===== Dataset records =====

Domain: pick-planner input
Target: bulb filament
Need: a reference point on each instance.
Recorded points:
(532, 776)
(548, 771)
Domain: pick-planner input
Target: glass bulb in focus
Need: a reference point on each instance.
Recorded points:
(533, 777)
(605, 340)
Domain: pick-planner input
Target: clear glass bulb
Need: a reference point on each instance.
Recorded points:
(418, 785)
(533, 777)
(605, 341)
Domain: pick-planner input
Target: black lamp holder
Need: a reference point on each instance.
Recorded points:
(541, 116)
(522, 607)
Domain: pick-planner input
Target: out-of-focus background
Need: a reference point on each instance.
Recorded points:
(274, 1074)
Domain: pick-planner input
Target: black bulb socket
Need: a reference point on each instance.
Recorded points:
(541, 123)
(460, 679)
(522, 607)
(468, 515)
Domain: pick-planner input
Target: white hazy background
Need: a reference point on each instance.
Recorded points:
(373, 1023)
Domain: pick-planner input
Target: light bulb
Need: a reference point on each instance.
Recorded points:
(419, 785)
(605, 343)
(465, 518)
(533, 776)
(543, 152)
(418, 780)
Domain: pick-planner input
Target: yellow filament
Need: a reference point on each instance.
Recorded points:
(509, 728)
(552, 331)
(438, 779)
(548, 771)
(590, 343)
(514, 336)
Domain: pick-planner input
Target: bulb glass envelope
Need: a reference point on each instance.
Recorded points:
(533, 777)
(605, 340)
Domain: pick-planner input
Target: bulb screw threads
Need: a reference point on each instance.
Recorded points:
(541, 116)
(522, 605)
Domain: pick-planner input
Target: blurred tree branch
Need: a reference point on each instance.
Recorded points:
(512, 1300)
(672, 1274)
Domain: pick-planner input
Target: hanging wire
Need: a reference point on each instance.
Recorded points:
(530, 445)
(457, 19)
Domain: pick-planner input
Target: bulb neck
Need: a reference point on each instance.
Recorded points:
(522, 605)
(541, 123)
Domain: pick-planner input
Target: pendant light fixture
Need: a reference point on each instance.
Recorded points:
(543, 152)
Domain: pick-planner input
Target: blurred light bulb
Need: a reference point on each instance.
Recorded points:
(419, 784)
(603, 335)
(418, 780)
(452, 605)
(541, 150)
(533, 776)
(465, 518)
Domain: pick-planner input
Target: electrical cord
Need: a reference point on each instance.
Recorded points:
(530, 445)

=====

Rewrite every line of the material above as a JSON array of strings, one string per line, leaving out any blank lines.

**Final result**.
[
  "Domain: pick-planner input",
  "Target: bulb filament",
  "Need: a reference point on each instance.",
  "Recorded points:",
  "(532, 776)",
  "(548, 771)",
  "Domain: pick-planner input",
  "Target: glass bulb in focus",
  "Need: a reference point on each instance.",
  "Recorded points:",
  "(533, 777)",
  "(605, 340)",
  "Domain: pick-planner input",
  "Target: clear glass bulb",
  "Need: a reference point on each instance.",
  "Recorded points:",
  "(418, 785)",
  "(533, 777)",
  "(605, 341)",
  "Domain: pick-planner input",
  "Target: black lamp holder",
  "Need: a reference point on each instance.",
  "Recorded points:",
  "(541, 116)",
  "(522, 607)",
  "Domain: pick-planner input",
  "Target: out-of-focus background",
  "Need: a reference point on each instance.",
  "Recorded points:",
  "(274, 1074)",
  "Domain: pick-planner input",
  "Target: black bulb socket",
  "Need: a reference point on each instance.",
  "Recorded points:",
  "(541, 123)",
  "(460, 679)",
  "(522, 607)",
  "(468, 515)",
  "Domain: pick-planner input",
  "Target: white hazy background",
  "Need: a reference point on each instance.",
  "Recorded points:",
  "(373, 1023)",
  "Domain: pick-planner input",
  "Target: light bulb",
  "Need: a reference point on each instance.",
  "Recorded points:",
  "(419, 785)",
  "(605, 343)",
  "(465, 518)",
  "(533, 776)",
  "(543, 152)",
  "(418, 780)",
  "Domain: pick-planner input",
  "Target: yellow filament",
  "Need: a reference point on each instance.",
  "Recorded points:",
  "(509, 728)",
  "(552, 331)",
  "(438, 779)",
  "(548, 771)",
  "(590, 343)",
  "(514, 336)",
  "Domain: pick-planner input",
  "Target: bulb glass envelope",
  "Need: a reference point on each instance.",
  "Recorded points:",
  "(533, 777)",
  "(605, 340)",
  "Domain: pick-planner input",
  "Target: bulb screw threads",
  "Need: a reference point on each instance.",
  "Recorded points:",
  "(541, 116)",
  "(522, 605)",
  "Domain: pick-planner input",
  "Target: blurred tree branch",
  "Need: a reference point on each instance.",
  "Recorded points:",
  "(512, 1300)",
  "(672, 1274)",
  "Domain: pick-planner input",
  "Target: hanging wire",
  "Need: a reference point on each instance.",
  "Recorded points:",
  "(530, 445)",
  "(457, 19)",
  "Domain: pick-planner input",
  "Target: bulb neck",
  "Need: a reference point on each instance.",
  "Recorded points:",
  "(522, 605)",
  "(541, 123)",
  "Domain: pick-planner input",
  "Target: pendant light fixture",
  "Need: a reference point on each instance.",
  "Recorded points:",
  "(543, 152)",
  "Domain: pick-planner input",
  "Target: blurred light bulb",
  "Need: a reference point on each instance.",
  "Recorded points:",
  "(419, 784)",
  "(603, 335)",
  "(418, 780)",
  "(452, 605)",
  "(541, 150)",
  "(533, 776)",
  "(465, 518)",
  "Domain: pick-planner input",
  "Target: electrical cord",
  "Need: a reference point on each instance.",
  "Recorded points:",
  "(530, 445)"
]